Problem to solve:
Take the entries below and give them back exactly. Leave out nothing.

Listed entries:
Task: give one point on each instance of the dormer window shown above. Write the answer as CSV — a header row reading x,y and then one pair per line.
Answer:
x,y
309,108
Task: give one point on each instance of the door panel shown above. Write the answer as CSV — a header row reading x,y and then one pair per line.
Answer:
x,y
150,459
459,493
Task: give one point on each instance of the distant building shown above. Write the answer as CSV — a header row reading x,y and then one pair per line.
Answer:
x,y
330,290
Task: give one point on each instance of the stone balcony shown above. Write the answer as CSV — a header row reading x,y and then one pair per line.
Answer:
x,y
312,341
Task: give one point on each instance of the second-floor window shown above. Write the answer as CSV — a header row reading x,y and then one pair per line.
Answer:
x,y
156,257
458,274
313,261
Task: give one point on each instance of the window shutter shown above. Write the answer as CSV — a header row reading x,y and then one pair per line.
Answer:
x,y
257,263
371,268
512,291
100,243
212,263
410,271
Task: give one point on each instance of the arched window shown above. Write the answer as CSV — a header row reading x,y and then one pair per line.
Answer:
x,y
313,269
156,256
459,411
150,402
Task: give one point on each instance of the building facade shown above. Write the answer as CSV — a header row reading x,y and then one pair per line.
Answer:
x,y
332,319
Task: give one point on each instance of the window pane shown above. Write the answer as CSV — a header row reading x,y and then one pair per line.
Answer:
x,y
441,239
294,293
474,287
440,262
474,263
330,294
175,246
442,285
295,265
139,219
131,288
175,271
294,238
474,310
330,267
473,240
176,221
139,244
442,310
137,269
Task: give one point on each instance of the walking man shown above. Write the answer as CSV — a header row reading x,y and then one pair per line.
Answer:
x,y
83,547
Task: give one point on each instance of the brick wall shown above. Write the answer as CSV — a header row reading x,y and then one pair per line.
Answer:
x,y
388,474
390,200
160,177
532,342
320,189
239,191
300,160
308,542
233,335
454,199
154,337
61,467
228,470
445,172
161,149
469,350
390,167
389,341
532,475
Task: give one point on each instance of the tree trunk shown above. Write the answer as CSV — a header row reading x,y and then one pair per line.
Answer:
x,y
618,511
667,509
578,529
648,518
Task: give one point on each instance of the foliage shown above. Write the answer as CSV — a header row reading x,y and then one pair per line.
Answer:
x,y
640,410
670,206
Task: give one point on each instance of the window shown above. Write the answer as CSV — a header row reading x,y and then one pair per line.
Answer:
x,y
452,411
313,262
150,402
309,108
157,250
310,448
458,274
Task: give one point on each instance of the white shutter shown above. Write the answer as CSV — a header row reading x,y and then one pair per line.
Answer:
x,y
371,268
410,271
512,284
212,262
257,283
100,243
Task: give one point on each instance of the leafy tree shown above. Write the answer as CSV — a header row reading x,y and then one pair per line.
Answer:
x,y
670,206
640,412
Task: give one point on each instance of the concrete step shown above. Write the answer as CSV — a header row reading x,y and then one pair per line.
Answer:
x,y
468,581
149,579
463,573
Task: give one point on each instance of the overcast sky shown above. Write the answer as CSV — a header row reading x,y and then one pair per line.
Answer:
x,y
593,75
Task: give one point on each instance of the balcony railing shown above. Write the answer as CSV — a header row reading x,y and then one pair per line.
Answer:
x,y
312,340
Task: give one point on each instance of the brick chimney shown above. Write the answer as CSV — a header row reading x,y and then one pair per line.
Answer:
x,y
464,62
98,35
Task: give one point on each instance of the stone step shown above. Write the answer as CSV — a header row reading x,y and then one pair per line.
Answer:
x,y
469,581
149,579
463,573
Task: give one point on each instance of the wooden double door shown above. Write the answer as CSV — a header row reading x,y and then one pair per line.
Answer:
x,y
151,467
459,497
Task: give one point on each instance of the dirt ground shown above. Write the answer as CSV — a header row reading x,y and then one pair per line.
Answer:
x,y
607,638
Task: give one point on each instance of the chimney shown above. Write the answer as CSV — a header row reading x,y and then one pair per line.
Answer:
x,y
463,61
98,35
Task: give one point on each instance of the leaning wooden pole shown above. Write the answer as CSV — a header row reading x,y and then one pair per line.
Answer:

Completed exercise:
Task: give one point on each instance of the dormer window shown above. Write the answer as CSV — a header row reading x,y and then one pair per line.
Answer:
x,y
309,108
Task: give one point on each instance of the door panel shown above. Write the answer as CSV — a header row reading x,y and then one pair per line.
Answer:
x,y
150,459
459,493
Task: give one point on each instance of the distant building shown above. Write the answer as CSV — a header row reading x,y and then one pair per line.
Answer:
x,y
330,290
Task: give one point on each instance of the stone balcony shown above. Write the answer as CSV — a header row reading x,y and then one pair per line.
Answer:
x,y
312,341
Task: give one point on each instance of the second-floor window shown above. Write the answer as CSV — a header row reading x,y and then one pair per line.
Answer:
x,y
156,257
458,274
313,261
Task: give one point on each instance of the window shutter shown above. Write the answer as CSV — a header row reading x,y and then one pair per line.
Answer:
x,y
257,263
371,268
512,291
100,243
212,263
410,271
Task: give one point on each instance of the arched window shown above. Write the answer as CSV — a header row reading x,y and then one pair per line.
Answer:
x,y
313,269
156,256
459,411
150,402
Task: give one point on each instance of the building facade shown above. Write the answer as CSV — a header row reading x,y and then one pair per line.
Answer:
x,y
332,319
Task: give one point on each instance of the window pane shown above. Write the answer as CSV — a header row reading x,y and then one pair per line.
Answer:
x,y
441,239
294,293
474,287
440,262
474,263
330,294
175,246
442,285
295,265
139,219
131,288
175,271
294,238
474,310
330,267
473,240
176,221
139,244
442,310
137,269
Task: give one point on each instance of the walking man shown above. Write the answer as CSV — a header row reading x,y and then one pair per line.
Answer:
x,y
83,547
Task: give one point on each instance of the brick wall shown above. Write the answer as CSV — a header row reading x,y and then one pair per line.
Answer:
x,y
388,474
390,200
160,177
532,342
320,189
239,191
300,160
308,542
233,335
454,199
154,337
61,467
228,470
445,172
161,149
469,350
390,167
389,341
532,475
Task: give one point on each instance of the tree trunk shown above. Write the answer as CSV — a header row reading x,y and then one pair per line.
Answer:
x,y
618,511
667,509
578,529
648,518
Task: give one point on each instance of the foliage shown above. Write the answer as CSV — a header row reading x,y and then one pair per line.
Answer:
x,y
640,410
670,206
Task: give one point on each instance of the window shown above. Write the answer as CSV — a header row reading x,y and then one pair per line.
Answer:
x,y
452,411
313,262
150,402
309,108
157,250
310,448
458,274
Task: give one point on each instance of the white shutter shown above. Write the answer as CSV — a header row reading x,y and then one pair per line.
Answer:
x,y
371,268
410,271
512,284
212,262
257,283
100,243
Task: give one point on each instance of the leafy tree shown above. Write the answer as CSV — a header row reading x,y and then one pair per line.
Answer:
x,y
670,206
640,412
Task: give one point on each instance of the concrete step shown above. Write the answer as CSV — a header row reading x,y and then one pair per line.
Answer:
x,y
468,581
149,579
463,573
Task: give one point on each instance of the overcast sky shown above. Write the answer as CSV — a header row reading x,y and then one pair per line.
Answer:
x,y
593,75
Task: give one point on each instance of the balcony railing shown above. Write the answer as CSV — a header row reading x,y and then one pair per line.
Answer:
x,y
312,340
Task: give one point on each instance of the brick chimney shown above. Write the answer as CSV — a header row reading x,y and then one pair per line.
Answer:
x,y
464,62
98,35
Task: give one point on each instance of the stone step shown above. Write the answer as CSV — a header row reading x,y and then one pair per line.
Answer:
x,y
469,581
149,579
463,573
Task: give one point on each instance of the wooden double door shown above. Write the answer as CSV — a header row reading x,y and then one pair per line.
Answer:
x,y
151,467
459,497
Task: give one point on each instance of the dirt ground shown above. Write the answer as CSV — a header row reading x,y and then one pair per line.
Answer:
x,y
607,638
Task: give one point on each instance of the chimney shown above. Write the answer as CSV — a header row reading x,y and then one pair per line.
Answer:
x,y
463,61
98,35
Task: give one point on each instance of the leaning wooden pole shown above. Write the answer as CSV — a header row reading x,y and then one pair per line.
Answer:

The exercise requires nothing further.